** ACTIVITY **
Would you please repeat the data exactly as given?

Source data
──────────────────────────────

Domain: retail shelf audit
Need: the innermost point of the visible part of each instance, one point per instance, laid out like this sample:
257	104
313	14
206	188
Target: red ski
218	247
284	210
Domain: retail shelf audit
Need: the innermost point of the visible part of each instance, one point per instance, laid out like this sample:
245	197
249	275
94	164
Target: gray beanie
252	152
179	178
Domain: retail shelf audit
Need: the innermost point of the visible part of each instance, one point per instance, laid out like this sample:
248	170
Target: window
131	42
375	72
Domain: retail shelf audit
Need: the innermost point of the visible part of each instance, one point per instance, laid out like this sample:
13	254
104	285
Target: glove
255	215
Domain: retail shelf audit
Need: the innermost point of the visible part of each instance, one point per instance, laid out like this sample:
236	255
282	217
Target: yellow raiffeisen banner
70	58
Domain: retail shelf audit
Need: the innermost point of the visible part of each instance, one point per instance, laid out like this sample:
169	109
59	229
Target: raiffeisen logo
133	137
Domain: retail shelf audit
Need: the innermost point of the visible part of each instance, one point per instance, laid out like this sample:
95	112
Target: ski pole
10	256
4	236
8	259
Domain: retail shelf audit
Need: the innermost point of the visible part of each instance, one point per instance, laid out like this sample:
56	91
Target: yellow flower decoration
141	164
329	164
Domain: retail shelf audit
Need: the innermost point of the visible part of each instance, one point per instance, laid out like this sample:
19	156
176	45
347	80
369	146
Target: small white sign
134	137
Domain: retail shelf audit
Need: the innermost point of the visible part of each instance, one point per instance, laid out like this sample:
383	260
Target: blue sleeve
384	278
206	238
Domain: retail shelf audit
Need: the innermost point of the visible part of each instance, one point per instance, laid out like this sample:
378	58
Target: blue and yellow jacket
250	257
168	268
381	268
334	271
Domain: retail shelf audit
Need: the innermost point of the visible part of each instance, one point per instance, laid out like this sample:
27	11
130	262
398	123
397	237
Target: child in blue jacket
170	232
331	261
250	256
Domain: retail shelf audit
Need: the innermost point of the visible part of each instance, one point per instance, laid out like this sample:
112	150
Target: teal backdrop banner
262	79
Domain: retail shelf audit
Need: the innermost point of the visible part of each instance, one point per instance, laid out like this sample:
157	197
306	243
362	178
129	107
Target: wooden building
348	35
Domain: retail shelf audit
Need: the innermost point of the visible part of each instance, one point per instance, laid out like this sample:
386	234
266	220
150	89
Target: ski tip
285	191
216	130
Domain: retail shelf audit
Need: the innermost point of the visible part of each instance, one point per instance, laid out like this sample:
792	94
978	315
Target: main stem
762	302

──────────────────────────────

** TASK OUTPUT **
Domain: retail shelf audit
Need: the innermost point of the visible part of each instance, one point per instance, laid out like this sample:
257	104
313	14
206	188
Target: red ski
218	247
284	210
Domain: retail shelf audit
Need: the innermost point of the visible part of each instance, one point per instance, laid out like this sample:
245	197
249	275
94	164
Target: gray beanie
252	152
179	178
Domain: retail shelf audit
Need: the innermost point of the visible part of each instance, one point per instance, laid out like this sample:
248	170
Target: window
131	42
375	72
Domain: retail shelf audit
Need: the innermost point of the visible part of each instance, one point per instance, laid out like this sample:
13	254
104	285
Target: glove
255	215
Domain: retail shelf audit
Need: the innermost point of the visible part of each instance, one point per instance, laid out like this sample:
236	255
282	217
Target: yellow raiffeisen banner
70	58
Domain: retail shelf audit
Need: the innermost point of the visible part of each instance, one point per instance, laid out like this sample:
169	109
59	229
Target: raiffeisen logo
133	137
Domain: retail shelf audit
Need: the innermost point of the visible part of each instance, one point per instance, laid out like this sample:
95	112
Target: ski pole
10	256
4	236
8	259
Domain: retail shelf audit
Need: the innermost point of the visible part of each instance, one point per instance, laid out like this sample:
56	91
Target: yellow flower decoration
141	164
329	164
Domain: retail shelf audit
Need: the innermost point of the visible part of each instance, one point per instance, laid out like this sample:
19	156
176	45
347	80
369	146
Target: small white sign
134	137
Domain: retail shelf audit
Need: the innermost point of the visible part of each instance, one point per instance, laid out like this sample:
383	260
Target: blue sleeve
384	278
206	238
Domain: retail shelf audit
Need: the innermost point of the visible part of each instance, one point per instance, laid out like this sample:
378	58
Target: blue and yellow jacket
250	257
168	268
381	268
334	271
Domain: retail shelf audit
Need: the innermost point of the visible part of each instance, one point per instance, laid out like this sample:
27	11
130	262
398	123
397	237
Target: child in blue jacket
170	232
331	261
250	256
Domain: retail shelf audit
Need: the innermost point of the visible part of each instance, one point per instance, laid out like this sample:
112	150
Target: teal backdrop banner
262	79
Domain: retail shelf audit
Need: the innermost point of the visible part of each instance, one point per instance, laid out like this sample:
157	197
306	243
362	178
129	107
Target: wooden building
348	35
Domain: retail shelf audit
Need: the innermost point of the visible part of each instance, one point per instance, laid out like this sample:
386	234
266	220
150	89
Target: ski tip
285	191
216	130
Domain: retail shelf audit
Need: the innermost point of the visible part of each instance, one point per instance, laid out like this sample:
792	94
978	315
Target: main stem
762	302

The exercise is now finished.